#### Travail demandé
1. Extrayez du texte sur le démon ntpd le passage qui commence à "Je met des ntpd" et se termine à "s'en passer ...".
2. Convertissez en CSV à deux colonnes, consigne et cible, les seuls enregistrements qui vont de la ligne contenant "Provide the mask of every instance of the cable" jusqu'à la ligne contenant "154L237 157L242 157L244", ces deux lignes comprises. Chaque rangée réunit un texte et sa réponse, chacun dans un champ entre guillemets où les sauts de ligne deviennent des espaces.

#### Texte fourni
* * * * * * * * *

Et ça ira : ce fichier contient les informations de dérive à appliquer au redémarrage !

----------

## lol.2.dol

@geekounet: Je ne pense pas que je peux mettre de démon ntpd vu que je ne suis pas continuellement connecté(j'ai vu qu'il y avait une astuce sur le Wiki pour lui dire d'attendre la connexion avant de se lancer, mais ça me tente pas trop), et puis ça fait un démon de plus au démarrage^^(Je suis plutôt du genre minimaliste dans ma conception informatique!)

@guilc:Parfait!! Merci beaucoup!

@ tout le monde: Merci! @+

----------

## geekounet

 *lol.2.dol wrote:*   

> @geekounet: Je ne pense pas que je peux mettre de démon ntpd vu que je ne suis pas continuellement connecté(j'ai vu qu'il y avait une astuce sur le Wiki pour lui dire d'attendre la connexion avant de se lancer, mais ça me tente pas trop), et puis ça fait un démon de plus au démarrage^^(Je suis plutôt du genre minimaliste dans ma conception informatique!)

 

Je met des ntpd sur chaque machine, même mes laptops, et ça ne pose aucun problème. Ya aucun besoin de rester connecté en permanence, tant que l'horloge ne dérive pas de plus de 1600 secondes pendant que t'es pas connecté. ntpd apporte aussi l'avantage de rectifier l'heure progressivement plutôt que d'un coup, pour éviter les problèmes du genre les dates des fichiers dans le futur et tout ... Et c'est moins lourd que ntpdate et plus léger, ... ça fait un daemon de plus, mais il ne pèse rien, donc pourquoi s'en passer ...

* * * * * * * * *

#### Éléments de données
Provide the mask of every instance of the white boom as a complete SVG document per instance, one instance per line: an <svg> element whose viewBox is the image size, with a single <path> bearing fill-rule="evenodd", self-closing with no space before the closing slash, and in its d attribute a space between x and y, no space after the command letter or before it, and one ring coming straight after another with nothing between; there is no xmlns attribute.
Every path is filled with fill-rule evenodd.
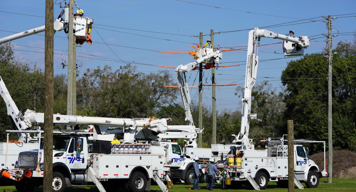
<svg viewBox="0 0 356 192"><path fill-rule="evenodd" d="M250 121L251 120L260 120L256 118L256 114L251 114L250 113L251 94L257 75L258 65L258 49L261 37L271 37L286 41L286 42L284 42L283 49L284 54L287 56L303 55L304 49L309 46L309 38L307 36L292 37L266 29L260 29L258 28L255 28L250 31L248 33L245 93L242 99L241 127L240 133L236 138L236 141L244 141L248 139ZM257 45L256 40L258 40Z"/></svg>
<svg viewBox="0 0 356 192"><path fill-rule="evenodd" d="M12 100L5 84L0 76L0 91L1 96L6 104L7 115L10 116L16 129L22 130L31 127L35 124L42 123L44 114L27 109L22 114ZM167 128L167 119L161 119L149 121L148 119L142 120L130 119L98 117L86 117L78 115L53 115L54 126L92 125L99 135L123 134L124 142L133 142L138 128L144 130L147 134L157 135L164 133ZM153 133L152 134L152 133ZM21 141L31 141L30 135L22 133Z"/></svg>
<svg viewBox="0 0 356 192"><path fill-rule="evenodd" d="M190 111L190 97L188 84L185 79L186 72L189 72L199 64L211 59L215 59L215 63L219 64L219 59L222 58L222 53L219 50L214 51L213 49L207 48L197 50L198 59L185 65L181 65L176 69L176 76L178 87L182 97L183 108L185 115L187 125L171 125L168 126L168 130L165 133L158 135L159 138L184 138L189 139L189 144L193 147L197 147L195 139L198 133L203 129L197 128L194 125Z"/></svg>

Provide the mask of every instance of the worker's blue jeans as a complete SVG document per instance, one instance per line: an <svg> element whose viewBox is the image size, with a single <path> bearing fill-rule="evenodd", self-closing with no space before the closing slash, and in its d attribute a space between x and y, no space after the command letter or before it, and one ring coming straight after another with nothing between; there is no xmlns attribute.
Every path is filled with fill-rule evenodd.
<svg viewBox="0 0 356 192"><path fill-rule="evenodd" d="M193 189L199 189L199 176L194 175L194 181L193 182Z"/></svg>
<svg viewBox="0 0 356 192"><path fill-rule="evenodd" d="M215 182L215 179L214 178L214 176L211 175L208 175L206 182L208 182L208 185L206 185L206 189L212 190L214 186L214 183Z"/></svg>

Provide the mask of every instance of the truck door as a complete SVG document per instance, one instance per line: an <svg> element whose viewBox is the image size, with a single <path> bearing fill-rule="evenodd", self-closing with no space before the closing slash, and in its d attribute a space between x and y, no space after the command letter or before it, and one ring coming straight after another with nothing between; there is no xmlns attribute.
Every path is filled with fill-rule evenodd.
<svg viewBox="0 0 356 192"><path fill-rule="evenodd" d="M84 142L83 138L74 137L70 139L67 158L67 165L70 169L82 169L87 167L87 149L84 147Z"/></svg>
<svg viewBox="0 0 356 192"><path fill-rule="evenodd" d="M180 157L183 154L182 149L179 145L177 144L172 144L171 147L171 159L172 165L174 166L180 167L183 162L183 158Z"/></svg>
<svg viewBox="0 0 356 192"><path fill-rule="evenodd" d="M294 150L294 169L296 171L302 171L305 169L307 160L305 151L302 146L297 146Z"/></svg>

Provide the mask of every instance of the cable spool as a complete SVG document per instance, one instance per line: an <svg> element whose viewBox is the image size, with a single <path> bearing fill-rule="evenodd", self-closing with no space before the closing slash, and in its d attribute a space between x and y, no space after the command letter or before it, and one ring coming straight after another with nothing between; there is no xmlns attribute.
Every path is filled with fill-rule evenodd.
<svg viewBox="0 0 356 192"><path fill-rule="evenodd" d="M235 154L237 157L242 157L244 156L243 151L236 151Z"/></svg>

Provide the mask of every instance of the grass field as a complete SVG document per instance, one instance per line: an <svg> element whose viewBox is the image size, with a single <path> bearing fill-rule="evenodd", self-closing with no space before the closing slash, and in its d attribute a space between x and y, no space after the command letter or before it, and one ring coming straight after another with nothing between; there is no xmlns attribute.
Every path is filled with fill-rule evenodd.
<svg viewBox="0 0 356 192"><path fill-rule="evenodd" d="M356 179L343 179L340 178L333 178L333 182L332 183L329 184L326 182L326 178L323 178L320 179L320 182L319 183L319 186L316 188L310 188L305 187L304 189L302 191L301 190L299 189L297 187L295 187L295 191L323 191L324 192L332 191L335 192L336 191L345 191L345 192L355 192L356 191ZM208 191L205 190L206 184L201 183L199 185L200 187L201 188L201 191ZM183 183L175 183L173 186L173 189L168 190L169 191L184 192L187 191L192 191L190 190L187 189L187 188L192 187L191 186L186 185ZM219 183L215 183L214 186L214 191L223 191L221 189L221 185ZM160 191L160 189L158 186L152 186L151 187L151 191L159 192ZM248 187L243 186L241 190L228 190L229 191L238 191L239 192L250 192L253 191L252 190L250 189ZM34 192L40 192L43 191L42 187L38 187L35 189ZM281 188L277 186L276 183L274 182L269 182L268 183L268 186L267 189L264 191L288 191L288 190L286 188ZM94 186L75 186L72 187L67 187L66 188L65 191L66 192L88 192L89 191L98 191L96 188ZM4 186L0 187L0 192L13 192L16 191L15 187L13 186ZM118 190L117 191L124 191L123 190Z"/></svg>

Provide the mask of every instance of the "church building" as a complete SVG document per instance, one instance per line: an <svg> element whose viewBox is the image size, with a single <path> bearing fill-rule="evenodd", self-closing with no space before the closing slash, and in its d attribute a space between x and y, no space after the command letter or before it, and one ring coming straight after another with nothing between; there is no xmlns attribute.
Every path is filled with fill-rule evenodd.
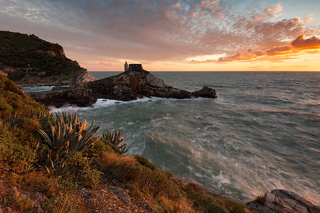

* * * * * * * * *

#### Corrigé
1.
Je met des ntpd sur chaque machine, même mes laptops, et ça ne pose aucun problème. Ya aucun besoin de rester connecté en permanence, tant que l'horloge ne dérive pas de plus de 1600 secondes pendant que t'es pas connecté. ntpd apporte aussi l'avantage de rectifier l'heure progressivement plutôt que d'un coup, pour éviter les problèmes du genre les dates des fichiers dans le futur et tout ... Et c'est moins lourd que ntpdate et plus léger, ... ça fait un daemon de plus, mais il ne pèse rien, donc pourquoi s'en passer ...

2.
consigne,cible
"Provide the mask of every instance of the cable spool as a complete SVG document per instance, one instance per line: an <svg> element whose viewBox is the image size, with a single <path> bearing fill-rule=""evenodd"", self-closing with no space before the closing slash, and in its d attribute a space between x and y, no space after the command letter or before it, and one ring coming straight after another with nothing between; there is no xmlns attribute. Every path is filled with fill-rule evenodd.","<svg viewBox=""0 0 356 192""><path fill-rule=""evenodd"" d=""M235 154L237 157L242 157L244 156L243 151L236 151Z""/></svg>"